Excerpts from a dataset on object pointing
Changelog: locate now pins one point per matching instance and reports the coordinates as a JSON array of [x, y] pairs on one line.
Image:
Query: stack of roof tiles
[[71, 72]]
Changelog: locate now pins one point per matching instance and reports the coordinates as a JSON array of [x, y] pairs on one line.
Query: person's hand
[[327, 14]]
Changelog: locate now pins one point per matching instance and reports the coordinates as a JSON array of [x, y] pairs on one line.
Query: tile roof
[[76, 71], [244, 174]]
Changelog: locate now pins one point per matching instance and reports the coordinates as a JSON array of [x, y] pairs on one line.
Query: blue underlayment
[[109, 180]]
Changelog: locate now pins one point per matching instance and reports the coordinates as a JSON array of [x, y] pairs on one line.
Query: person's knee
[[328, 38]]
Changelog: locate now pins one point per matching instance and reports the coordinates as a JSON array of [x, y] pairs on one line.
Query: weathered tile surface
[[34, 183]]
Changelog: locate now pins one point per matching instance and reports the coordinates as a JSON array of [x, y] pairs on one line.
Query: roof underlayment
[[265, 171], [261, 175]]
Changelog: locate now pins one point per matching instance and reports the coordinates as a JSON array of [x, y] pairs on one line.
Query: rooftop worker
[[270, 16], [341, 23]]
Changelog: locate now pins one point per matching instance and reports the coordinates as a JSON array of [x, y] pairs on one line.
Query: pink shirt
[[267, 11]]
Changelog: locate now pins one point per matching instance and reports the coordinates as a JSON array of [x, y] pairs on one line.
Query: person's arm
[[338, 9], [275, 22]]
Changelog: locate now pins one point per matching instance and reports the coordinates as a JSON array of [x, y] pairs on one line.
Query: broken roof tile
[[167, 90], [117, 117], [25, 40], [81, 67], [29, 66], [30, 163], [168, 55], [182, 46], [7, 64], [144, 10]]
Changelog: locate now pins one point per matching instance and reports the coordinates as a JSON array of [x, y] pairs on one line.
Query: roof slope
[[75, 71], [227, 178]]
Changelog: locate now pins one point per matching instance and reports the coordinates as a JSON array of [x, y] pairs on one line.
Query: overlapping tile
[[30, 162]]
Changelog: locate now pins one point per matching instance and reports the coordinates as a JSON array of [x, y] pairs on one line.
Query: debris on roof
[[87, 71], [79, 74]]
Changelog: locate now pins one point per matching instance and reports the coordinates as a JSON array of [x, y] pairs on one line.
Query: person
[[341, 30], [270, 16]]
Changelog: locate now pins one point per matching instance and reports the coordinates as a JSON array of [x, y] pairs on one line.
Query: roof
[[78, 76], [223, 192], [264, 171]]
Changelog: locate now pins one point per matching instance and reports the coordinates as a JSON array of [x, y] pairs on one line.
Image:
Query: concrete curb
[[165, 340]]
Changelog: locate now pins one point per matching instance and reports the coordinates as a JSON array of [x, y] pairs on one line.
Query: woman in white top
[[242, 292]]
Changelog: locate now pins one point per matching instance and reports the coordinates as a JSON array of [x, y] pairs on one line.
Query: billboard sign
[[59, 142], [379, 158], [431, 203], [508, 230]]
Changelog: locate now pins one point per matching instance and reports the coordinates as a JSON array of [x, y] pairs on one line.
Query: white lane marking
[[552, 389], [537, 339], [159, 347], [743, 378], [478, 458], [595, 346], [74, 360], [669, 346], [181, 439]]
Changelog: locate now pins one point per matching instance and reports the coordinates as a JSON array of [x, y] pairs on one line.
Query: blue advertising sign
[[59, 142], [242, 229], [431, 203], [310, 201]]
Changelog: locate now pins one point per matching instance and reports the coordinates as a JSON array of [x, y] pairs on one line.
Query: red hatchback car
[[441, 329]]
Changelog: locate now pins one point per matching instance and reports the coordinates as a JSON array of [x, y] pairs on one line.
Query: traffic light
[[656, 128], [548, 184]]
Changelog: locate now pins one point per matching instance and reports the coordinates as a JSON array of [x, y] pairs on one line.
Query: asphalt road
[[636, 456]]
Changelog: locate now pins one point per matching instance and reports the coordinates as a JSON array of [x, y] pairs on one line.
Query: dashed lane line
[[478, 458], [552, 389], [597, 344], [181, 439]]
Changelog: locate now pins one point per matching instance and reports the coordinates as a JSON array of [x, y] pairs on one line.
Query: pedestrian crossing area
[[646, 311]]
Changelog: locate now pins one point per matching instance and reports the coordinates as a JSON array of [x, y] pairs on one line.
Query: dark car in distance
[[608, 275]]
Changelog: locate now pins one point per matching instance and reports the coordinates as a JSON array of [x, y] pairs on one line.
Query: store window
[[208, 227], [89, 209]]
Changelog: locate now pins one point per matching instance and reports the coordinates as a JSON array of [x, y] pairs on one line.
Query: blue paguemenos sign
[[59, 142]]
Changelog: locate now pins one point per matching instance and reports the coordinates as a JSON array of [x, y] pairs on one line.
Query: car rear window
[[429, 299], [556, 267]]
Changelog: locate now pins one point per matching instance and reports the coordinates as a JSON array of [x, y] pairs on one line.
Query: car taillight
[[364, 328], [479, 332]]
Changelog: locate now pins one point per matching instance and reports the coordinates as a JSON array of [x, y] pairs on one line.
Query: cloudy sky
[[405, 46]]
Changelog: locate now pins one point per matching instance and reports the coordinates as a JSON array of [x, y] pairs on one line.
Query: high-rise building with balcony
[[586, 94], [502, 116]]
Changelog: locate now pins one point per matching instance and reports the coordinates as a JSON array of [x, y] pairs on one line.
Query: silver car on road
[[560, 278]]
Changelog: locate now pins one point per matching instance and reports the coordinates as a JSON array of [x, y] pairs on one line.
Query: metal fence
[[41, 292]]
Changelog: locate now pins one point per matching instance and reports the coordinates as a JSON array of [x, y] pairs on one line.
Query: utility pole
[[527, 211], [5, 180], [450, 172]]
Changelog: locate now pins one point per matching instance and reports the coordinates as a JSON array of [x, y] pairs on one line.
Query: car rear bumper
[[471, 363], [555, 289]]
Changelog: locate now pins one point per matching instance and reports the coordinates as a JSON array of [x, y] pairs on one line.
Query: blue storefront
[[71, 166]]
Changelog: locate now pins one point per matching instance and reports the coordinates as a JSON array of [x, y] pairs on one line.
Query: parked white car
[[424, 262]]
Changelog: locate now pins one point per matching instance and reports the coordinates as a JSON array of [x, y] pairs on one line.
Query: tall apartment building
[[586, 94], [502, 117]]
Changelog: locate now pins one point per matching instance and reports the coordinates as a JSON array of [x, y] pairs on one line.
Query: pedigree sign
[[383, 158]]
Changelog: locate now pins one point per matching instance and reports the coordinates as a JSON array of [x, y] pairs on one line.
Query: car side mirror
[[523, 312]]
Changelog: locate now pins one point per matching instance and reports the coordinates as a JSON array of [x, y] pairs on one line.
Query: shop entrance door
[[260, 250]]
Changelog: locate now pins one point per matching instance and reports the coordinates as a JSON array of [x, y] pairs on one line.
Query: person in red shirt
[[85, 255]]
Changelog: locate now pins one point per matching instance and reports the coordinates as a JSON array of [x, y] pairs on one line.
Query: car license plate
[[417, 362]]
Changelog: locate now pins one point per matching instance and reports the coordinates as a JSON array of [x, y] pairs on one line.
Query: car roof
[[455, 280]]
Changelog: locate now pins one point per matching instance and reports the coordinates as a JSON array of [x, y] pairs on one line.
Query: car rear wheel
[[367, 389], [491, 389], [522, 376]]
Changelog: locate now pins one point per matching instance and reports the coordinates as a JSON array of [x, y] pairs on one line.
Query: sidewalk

Aim: Output each line of the listing above as a numbered list, leaving out any blank lines.

Task output:
1. Changelog: locate now pins one point per matching instance and reports the coordinates as a JSON array of [x, y] pairs on one line.
2. Image:
3. Query: stack of roof tiles
4. [[71, 72]]
5. Changelog: locate now pins one point per matching instance and reports the coordinates as a JSON array of [x, y] pairs on one line.
6. Query: person's hand
7. [[327, 14]]
8. Changelog: locate now pins one point per matching instance and reports the coordinates as a JSON array of [x, y] pairs on one line.
9. Query: tile roof
10. [[76, 71], [244, 174]]
11. Changelog: locate now pins one point per matching instance and reports the coordinates as a JSON array of [x, y] pairs on one line.
12. Query: blue underlayment
13. [[109, 180]]
14. Changelog: locate now pins one point per matching instance and reports the coordinates as a JSON array of [x, y] pairs on one line.
15. Query: person's knee
16. [[328, 38]]
17. Changelog: locate now pins one point per matching instance and reports the coordinates as a JSON array of [x, y] pairs on one line.
18. Query: weathered tile surface
19. [[34, 183]]
20. Changelog: locate now pins one point per matching instance and reports the coordinates as a JSON array of [x, y] pairs on one line.
21. Query: roof underlayment
22. [[265, 171], [261, 175]]
23. Changelog: locate now pins one point per matching instance and reports the coordinates as a JSON array of [x, y] pairs on one line.
24. Query: rooftop worker
25. [[270, 16], [341, 23]]
26. Changelog: locate now pins one point per matching instance and reports the coordinates as a JSON array of [x, y] pairs on one line.
27. Query: pink shirt
28. [[267, 11]]
29. Changelog: locate now pins one point per matching instance and reports the coordinates as a JSON array of [x, y] pairs on one line.
30. Query: person's arm
31. [[338, 9], [275, 22]]
32. Changelog: locate now pins one point per matching instance and reports the coordinates as a JSON array of [x, y] pairs on one line.
33. Query: broken roof tile
34. [[167, 90], [117, 117], [25, 40], [81, 67], [29, 66], [30, 163], [168, 55], [182, 46], [7, 64], [144, 10]]
35. Changelog: locate now pins one point per matching instance and reports the coordinates as a JSON array of [x, y] pairs on one line.
36. Query: roof slope
37. [[75, 71], [227, 178]]
38. Changelog: locate now pins one point per matching instance and reports the coordinates as a JSON array of [x, y] pairs on one line.
39. Query: overlapping tile
40. [[30, 162]]
41. Changelog: locate now pins one point per matching instance and reports the coordinates as a JSON array of [x, y] pairs on one line.
42. Query: debris on roof
43. [[87, 71], [79, 74]]
44. Changelog: locate now pins one point per matching instance and reports the coordinates as a JSON array of [x, y] pairs on one line.
45. Query: person
46. [[341, 30], [270, 16]]
47. Changelog: locate now pins one point per matching instance and reports the coordinates as a JSON array of [x, y] pairs on one line.
48. Query: roof
49. [[78, 76], [223, 192], [264, 171]]
50. Changelog: locate now pins one point per matching instance and reports the coordinates as a JSON array of [x, y] pairs on one line.
51. Image:
52. Query: concrete curb
53. [[165, 340]]
54. Changelog: locate now pins one point per matching instance and reports the coordinates as a JSON array of [x, y] pairs on one line.
55. Query: woman in white top
56. [[242, 292]]
57. Changelog: locate now pins one point per matching instance and reports the coordinates as a JSON array of [x, y] pairs on one line.
58. Query: billboard sign
59. [[59, 142], [379, 158], [431, 203], [508, 230]]
60. Changelog: locate now pins one point per matching instance and reports the coordinates as a JSON array of [x, y] pairs on one line.
61. Query: white lane marking
62. [[552, 389], [537, 339], [159, 347], [743, 378], [478, 458], [595, 346], [74, 360], [669, 346], [181, 439]]
63. Changelog: locate now pins one point per matching instance and reports the coordinates as a JSON array of [x, y] pairs on one line.
64. Query: blue advertising sign
65. [[59, 142], [242, 229], [431, 203], [310, 201]]
66. Changelog: locate now pins one point per matching instance and reports the coordinates as a JSON array of [x, y] pairs on one line.
67. Query: red hatchback car
68. [[441, 329]]
69. Changelog: locate now pins one point per matching instance and reports the coordinates as a JSON array of [x, y] pairs on one line.
70. Query: traffic light
71. [[656, 128], [548, 184]]
72. Changelog: locate now pins one point per matching instance and reports the coordinates as a JSON array of [x, y] pairs on one line.
73. Query: asphalt road
74. [[636, 456]]
75. Changelog: locate now pins one point per matching instance and reports the coordinates as a JSON array of [x, y] pairs on one line.
76. Query: dashed lane line
77. [[478, 458], [552, 389], [597, 344], [181, 439]]
78. Changelog: locate now pins one point per matching instance and reports the coordinates as a JSON array of [x, y] pairs on one line.
79. Query: pedestrian crossing area
80. [[646, 311]]
81. Changelog: locate now pins one point per matching instance and reports the coordinates as a JSON array of [x, y] pairs on one line.
82. Query: dark car in distance
83. [[608, 275]]
84. Changelog: locate now pins one point per matching instance and reports the coordinates as a JSON array of [x, y] pairs on one line.
85. Query: store window
86. [[208, 227], [89, 209]]
87. Changelog: locate now pins one point per matching instance and reports the coordinates as a JSON array of [x, y] pairs on one line.
88. Query: blue paguemenos sign
89. [[59, 142]]
90. Changelog: locate now pins one point per matching instance and reports the coordinates as a JSON array of [x, y] pairs on one line.
91. Query: car rear window
92. [[429, 299], [556, 267]]
93. Changelog: locate now pins one point per matching instance and reports the coordinates as a JSON array of [x, y] pairs on one line.
94. Query: car taillight
95. [[364, 328], [479, 332]]
96. Changelog: locate now pins one point per matching instance and reports the coordinates as a JSON array of [x, y] pairs on one line.
97. Query: cloudy sky
98. [[405, 46]]
99. Changelog: locate now pins one point per matching instance and reports the coordinates as a JSON array of [x, y] pairs on one line.
100. Query: high-rise building with balcony
101. [[586, 94], [502, 116]]
102. Changelog: locate now pins one point per matching instance and reports the coordinates as a JSON array of [x, y] pairs on one line.
103. Query: silver car on road
104. [[560, 278]]
105. Changelog: locate now pins one point per matching instance and reports the coordinates as a JSON array of [x, y] pairs on one line.
106. Query: metal fence
107. [[41, 292]]
108. Changelog: locate now pins one point per matching instance and reports the coordinates as a JSON array of [x, y] pairs on one line.
109. Query: utility pole
110. [[527, 211], [5, 180], [450, 172]]
111. Changelog: locate now pins one point per matching instance and reports the coordinates as a JSON array of [x, y] pairs on one line.
112. Query: car rear bumper
113. [[471, 363], [555, 289]]
114. Changelog: locate now pins one point per matching instance and reports the coordinates as a JSON array of [x, y] pairs on one line.
115. Query: blue storefront
116. [[71, 166]]
117. Changelog: locate now pins one point per matching instance and reports the coordinates as a JSON array of [x, y] pairs on one line.
118. Query: parked white car
119. [[424, 262]]
120. Changelog: locate now pins one point per matching instance and reports the coordinates as a JSON array of [x, y] pairs on one line.
121. Query: tall apartment building
122. [[586, 94], [502, 117]]
123. Changelog: locate now pins one point per matching instance and reports the coordinates as a JSON array of [x, y] pairs on one line.
124. Query: pedigree sign
125. [[383, 158]]
126. Changelog: locate now pins one point per matching instance and reports the coordinates as a JSON array of [x, y] pairs on one line.
127. Query: car side mirror
128. [[523, 312]]
129. Changelog: locate now pins one point per matching instance and reports the coordinates as a JSON array of [x, y] pairs on one line.
130. Query: shop entrance door
131. [[260, 250]]
132. Changelog: locate now pins one point per matching instance and reports the coordinates as a JSON array of [x, y] pairs on one line.
133. Query: person in red shirt
134. [[85, 255]]
135. Changelog: locate now pins one point per matching instance and reports the coordinates as a JSON array of [x, y] pairs on one line.
136. Query: car license plate
137. [[417, 362]]
138. Changelog: locate now pins one point per matching instance and reports the coordinates as a JSON array of [x, y] pairs on one line.
139. Query: car roof
140. [[455, 280]]
141. Changelog: locate now pins one point per matching instance and reports the coordinates as a JSON array of [x, y] pairs on one line.
142. Query: car rear wheel
143. [[367, 389], [491, 389], [522, 376]]
144. Changelog: locate now pins one point per matching instance and reports the coordinates as a JSON array of [x, y] pairs on one line.
145. Query: sidewalk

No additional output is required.